___ EXERCISE MATERIAL ___
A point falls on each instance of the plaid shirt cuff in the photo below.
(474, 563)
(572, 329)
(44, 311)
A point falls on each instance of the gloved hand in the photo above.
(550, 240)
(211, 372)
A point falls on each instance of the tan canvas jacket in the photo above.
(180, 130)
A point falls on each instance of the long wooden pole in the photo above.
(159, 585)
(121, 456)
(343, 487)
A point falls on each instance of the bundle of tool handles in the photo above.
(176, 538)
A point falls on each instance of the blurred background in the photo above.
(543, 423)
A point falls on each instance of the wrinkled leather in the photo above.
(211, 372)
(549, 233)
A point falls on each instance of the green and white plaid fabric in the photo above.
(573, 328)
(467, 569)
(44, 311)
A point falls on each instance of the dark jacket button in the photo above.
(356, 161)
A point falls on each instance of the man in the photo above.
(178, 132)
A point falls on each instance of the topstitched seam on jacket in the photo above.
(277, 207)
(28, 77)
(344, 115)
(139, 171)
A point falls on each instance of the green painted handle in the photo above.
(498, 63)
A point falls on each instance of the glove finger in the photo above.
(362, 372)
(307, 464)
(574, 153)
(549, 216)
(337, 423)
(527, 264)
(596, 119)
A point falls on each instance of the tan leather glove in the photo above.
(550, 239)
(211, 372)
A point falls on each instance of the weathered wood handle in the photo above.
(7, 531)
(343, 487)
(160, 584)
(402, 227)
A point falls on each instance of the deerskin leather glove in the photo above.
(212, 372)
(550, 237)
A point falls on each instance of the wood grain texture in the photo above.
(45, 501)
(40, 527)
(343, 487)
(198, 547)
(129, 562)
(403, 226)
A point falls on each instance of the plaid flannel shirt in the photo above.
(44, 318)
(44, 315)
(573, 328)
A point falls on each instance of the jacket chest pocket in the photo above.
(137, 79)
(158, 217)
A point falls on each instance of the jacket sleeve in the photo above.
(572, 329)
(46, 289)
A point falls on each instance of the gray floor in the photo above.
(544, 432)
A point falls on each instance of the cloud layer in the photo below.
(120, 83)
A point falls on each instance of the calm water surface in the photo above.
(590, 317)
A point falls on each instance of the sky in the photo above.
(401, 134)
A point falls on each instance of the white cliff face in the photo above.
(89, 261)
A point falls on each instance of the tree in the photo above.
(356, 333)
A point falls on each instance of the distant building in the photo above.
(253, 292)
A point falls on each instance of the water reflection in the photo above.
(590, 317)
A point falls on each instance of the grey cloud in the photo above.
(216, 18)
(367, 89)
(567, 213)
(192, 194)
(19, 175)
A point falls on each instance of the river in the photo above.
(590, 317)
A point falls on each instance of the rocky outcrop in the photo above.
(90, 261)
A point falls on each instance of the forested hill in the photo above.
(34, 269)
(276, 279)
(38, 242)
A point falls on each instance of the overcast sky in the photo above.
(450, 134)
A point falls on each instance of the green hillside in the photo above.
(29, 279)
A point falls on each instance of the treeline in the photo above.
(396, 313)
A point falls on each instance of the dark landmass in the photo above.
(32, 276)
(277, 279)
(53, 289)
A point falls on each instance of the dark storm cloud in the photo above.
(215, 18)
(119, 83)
___
### STATED PROBLEM
Reproduce the entire listing above word for word, keeping every line unchanged.

### SOLUTION TO THIS EXERCISE
A point falls on each instance of the plaid shirt cuff in the photo below.
(474, 563)
(572, 329)
(44, 311)
A point falls on each instance of the gloved hand in the photo above.
(550, 240)
(211, 372)
A point falls on each instance of the tan canvas jacket in the photo above.
(180, 130)
A point falls on each instance of the long wooden pole in the photo above.
(159, 585)
(121, 456)
(343, 487)
A point falls on each instance of the bundle of tool handles in the photo above.
(176, 538)
A point falls on each instance of the blurred background in the photo above.
(543, 423)
A point falls on each instance of the wrinkled leather in the photo above.
(211, 372)
(549, 233)
A point falls on each instance of the green and white plaid fabric in the photo above.
(573, 328)
(467, 569)
(44, 311)
A point falls on each instance of the dark jacket button in the photo above.
(356, 161)
A point falls on each instance of the man in the photo above.
(178, 132)
A point falls on each instance of the topstitched seam on jacket in the photo above.
(277, 207)
(28, 77)
(344, 115)
(139, 171)
A point falls on each instance of the green painted handle in the photo above.
(498, 63)
A point falls on each instance of the glove finger in the photo above.
(362, 372)
(307, 464)
(574, 153)
(549, 216)
(337, 423)
(527, 264)
(596, 119)
A point falls on each instance of the tan leather glove in the photo above.
(550, 239)
(211, 372)
A point falls on each instance of the weathered wood handle in the photo above.
(7, 531)
(343, 487)
(160, 584)
(402, 227)
A point falls on each instance of the deerskin leather glove in the photo above.
(212, 372)
(550, 237)
A point falls on each instance of the wood grain texture in the photo above.
(45, 501)
(40, 527)
(343, 487)
(198, 547)
(129, 562)
(403, 226)
A point falls on each instance of the plaid flannel shirt in the photo above.
(44, 318)
(44, 315)
(573, 328)
A point falls on each instance of the jacket chest pocket in the photo above.
(137, 79)
(158, 217)
A point falls on each instance of the jacket sleeve in the photo above.
(572, 329)
(46, 289)
A point falls on each instance of the gray floor in the photo above.
(544, 432)
A point falls on each instance of the cloud layer in the photo below.
(120, 83)
A point falls on each instance of the calm water surface in the photo above.
(590, 317)
A point falls on each instance of the sky in the photo above.
(401, 134)
A point falls on each instance of the white cliff face in the photo above.
(89, 261)
A point falls on each instance of the tree in the photo above.
(356, 333)
A point falls on each instance of the distant building in the photo above.
(253, 292)
A point falls on each instance of the water reflection in the photo above.
(590, 317)
A point falls on each instance of the grey cloud in the photo above.
(216, 18)
(367, 89)
(567, 213)
(192, 194)
(19, 175)
A point falls on each instance of the river in the photo above.
(590, 317)
A point falls on each instance of the rocky outcrop in the photo above.
(90, 261)
A point falls on each instance of the forested hill in the photo above.
(34, 269)
(276, 279)
(38, 242)
A point falls on each instance of the overcast sky in the photo above.
(450, 134)
A point falls on each instance of the green hillside in the photo above.
(29, 279)
A point falls on each instance of the treeline in the photo above.
(396, 313)
A point falls on each instance of the dark landmass in the photo above.
(32, 276)
(277, 279)
(53, 289)
A point falls on each instance of the dark storm cloud in the photo above.
(215, 18)
(119, 83)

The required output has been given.